Write out, word for word, only the lines from the one containing "Practice. Spot the street" through the final line of the data.
•••••
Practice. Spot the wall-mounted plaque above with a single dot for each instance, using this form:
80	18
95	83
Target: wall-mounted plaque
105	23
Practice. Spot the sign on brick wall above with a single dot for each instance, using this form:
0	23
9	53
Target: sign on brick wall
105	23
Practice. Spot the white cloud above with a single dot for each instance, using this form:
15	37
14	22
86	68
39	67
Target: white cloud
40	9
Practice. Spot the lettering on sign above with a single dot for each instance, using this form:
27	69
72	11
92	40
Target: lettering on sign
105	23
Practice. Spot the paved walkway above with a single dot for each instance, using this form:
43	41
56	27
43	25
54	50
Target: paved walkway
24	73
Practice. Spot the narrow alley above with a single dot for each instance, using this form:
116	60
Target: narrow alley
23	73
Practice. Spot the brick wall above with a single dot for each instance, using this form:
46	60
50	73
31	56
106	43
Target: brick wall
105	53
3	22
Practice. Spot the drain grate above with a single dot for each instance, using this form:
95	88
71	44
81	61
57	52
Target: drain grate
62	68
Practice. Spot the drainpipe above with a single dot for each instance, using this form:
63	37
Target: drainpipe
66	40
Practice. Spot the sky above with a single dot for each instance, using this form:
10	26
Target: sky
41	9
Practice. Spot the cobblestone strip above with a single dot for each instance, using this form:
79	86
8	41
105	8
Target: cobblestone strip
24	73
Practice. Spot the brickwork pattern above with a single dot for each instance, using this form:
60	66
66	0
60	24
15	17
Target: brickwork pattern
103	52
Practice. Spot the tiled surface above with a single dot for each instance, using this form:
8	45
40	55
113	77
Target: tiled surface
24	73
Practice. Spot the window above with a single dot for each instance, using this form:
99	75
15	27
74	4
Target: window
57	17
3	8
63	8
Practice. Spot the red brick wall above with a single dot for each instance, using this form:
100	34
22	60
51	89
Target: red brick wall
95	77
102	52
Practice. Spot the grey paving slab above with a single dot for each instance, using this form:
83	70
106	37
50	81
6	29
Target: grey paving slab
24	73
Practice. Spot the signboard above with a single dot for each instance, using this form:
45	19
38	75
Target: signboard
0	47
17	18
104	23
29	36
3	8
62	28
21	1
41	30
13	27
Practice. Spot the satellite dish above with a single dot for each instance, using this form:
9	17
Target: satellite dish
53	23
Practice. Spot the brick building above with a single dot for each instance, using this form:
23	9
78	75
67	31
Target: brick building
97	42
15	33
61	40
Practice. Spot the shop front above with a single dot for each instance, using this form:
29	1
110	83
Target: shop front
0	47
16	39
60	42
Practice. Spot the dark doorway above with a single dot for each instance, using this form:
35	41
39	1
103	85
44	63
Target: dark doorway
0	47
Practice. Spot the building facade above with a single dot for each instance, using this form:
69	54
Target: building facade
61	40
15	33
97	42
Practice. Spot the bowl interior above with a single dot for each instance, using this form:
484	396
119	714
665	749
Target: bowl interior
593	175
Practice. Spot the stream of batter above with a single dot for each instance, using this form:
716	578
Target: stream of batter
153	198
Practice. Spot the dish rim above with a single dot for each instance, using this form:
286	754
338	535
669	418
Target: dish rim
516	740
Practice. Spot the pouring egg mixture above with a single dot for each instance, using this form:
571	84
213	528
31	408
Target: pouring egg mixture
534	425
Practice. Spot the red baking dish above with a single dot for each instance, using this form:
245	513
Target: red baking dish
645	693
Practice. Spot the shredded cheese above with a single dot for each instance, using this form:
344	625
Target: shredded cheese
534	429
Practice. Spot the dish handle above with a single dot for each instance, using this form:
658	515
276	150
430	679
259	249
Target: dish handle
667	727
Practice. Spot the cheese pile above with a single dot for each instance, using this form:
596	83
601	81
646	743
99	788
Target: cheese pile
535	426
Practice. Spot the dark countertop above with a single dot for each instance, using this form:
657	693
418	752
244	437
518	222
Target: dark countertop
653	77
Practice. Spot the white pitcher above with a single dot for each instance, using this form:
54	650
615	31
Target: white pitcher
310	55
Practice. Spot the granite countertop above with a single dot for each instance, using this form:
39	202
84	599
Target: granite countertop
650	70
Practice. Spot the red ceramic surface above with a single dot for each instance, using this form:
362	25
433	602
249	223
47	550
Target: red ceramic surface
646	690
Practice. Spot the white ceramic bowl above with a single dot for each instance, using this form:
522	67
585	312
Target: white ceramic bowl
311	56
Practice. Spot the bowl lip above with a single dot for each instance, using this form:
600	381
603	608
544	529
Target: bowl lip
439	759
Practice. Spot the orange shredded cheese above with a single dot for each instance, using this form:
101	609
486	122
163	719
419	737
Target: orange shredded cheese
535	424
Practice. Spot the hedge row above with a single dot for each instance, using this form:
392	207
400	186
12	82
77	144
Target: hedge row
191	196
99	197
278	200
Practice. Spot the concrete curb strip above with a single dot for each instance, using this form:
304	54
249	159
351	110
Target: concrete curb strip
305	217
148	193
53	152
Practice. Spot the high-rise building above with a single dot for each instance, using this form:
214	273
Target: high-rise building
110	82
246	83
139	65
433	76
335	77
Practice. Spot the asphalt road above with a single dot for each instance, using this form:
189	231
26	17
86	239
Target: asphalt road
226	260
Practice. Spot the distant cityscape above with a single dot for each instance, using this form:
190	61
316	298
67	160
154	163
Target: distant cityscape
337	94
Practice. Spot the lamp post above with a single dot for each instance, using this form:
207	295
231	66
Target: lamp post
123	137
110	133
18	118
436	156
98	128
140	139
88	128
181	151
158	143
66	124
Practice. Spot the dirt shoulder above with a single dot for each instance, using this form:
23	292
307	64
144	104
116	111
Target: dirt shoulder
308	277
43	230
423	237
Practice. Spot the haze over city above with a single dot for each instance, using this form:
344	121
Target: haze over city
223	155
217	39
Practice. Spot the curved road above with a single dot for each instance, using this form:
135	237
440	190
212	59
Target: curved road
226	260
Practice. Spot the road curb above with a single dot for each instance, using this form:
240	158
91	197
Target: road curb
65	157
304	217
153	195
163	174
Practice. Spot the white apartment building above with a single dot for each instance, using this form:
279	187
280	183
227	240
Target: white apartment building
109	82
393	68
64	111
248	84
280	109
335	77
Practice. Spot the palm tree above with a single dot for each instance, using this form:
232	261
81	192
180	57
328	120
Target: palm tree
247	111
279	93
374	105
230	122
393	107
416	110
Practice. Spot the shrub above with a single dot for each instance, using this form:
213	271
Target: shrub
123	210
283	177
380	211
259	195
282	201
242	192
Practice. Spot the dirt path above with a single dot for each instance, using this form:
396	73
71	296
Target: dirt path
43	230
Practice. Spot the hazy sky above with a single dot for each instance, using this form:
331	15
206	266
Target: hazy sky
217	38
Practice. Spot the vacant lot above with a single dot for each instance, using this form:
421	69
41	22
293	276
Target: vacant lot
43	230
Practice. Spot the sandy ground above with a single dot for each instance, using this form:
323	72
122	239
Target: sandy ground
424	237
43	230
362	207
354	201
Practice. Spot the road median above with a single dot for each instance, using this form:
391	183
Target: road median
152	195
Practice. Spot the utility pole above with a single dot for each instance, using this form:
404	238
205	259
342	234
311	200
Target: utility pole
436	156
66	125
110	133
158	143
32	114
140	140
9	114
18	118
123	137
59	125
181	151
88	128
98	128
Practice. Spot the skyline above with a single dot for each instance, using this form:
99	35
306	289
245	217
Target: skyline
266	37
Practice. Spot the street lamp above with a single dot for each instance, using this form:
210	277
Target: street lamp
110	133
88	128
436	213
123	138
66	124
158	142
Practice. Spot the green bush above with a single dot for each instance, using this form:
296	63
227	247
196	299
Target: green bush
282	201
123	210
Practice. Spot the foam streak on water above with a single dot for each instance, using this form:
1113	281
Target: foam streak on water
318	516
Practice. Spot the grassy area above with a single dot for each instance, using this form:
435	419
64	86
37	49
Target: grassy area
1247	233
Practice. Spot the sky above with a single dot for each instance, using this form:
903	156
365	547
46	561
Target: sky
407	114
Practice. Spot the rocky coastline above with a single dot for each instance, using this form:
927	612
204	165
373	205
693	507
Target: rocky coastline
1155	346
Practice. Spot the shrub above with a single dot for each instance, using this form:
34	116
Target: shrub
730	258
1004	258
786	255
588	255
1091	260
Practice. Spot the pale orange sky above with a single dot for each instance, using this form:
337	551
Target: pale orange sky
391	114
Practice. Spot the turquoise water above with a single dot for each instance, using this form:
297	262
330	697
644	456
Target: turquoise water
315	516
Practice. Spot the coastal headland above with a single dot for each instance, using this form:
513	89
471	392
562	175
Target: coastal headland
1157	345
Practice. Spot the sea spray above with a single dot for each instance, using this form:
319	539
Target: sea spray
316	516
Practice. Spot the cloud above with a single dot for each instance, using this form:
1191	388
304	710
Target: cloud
•••••
Response to this exercise>
Practice. Spot the street lamp above with a single dot for each instance, using this form:
210	277
Target: street lamp
110	133
88	128
436	213
123	138
66	124
158	142
Practice. Spot the green bush above with a single dot for each instance, using this form:
296	63
227	247
196	299
Target: green bush
282	201
123	210
Practice. Spot the foam streak on water above with a single dot for each instance, using this form:
1113	281
Target: foam streak on water
318	516
Practice. Spot the grassy area above with a single dot for each instance, using this form:
435	419
64	86
37	49
Target: grassy area
1247	233
Practice. Spot the sky above with a single dot for each instance, using this form:
903	156
365	547
46	561
Target: sky
407	114
Practice. Spot the rocky coastline above with a single dot for each instance, using this form:
927	612
204	165
373	205
693	507
Target: rocky coastline
1155	346
Practice. Spot the shrub above with a single dot for each instance, using this form:
34	116
Target: shrub
730	258
1004	258
786	255
588	255
1091	260
Practice. Spot the pale orange sky above with a single dot for each instance, using this form:
337	551
Target: pale orange sky
391	114
Practice. Spot the turquoise water above with a single dot for each instance, using this form:
297	262
330	697
644	456
Target: turquoise water
315	516
Practice. Spot the coastal headland above with a single dot for each instance, using this form:
513	89
471	392
562	175
Target: coastal headland
1157	345
Practice. Spot the sea spray above with a single dot for each instance, using this form:
319	539
Target: sea spray
316	516
Practice. Spot the cloud above with a single dot for each instance, using this form:
1191	388
304	710
Target: cloud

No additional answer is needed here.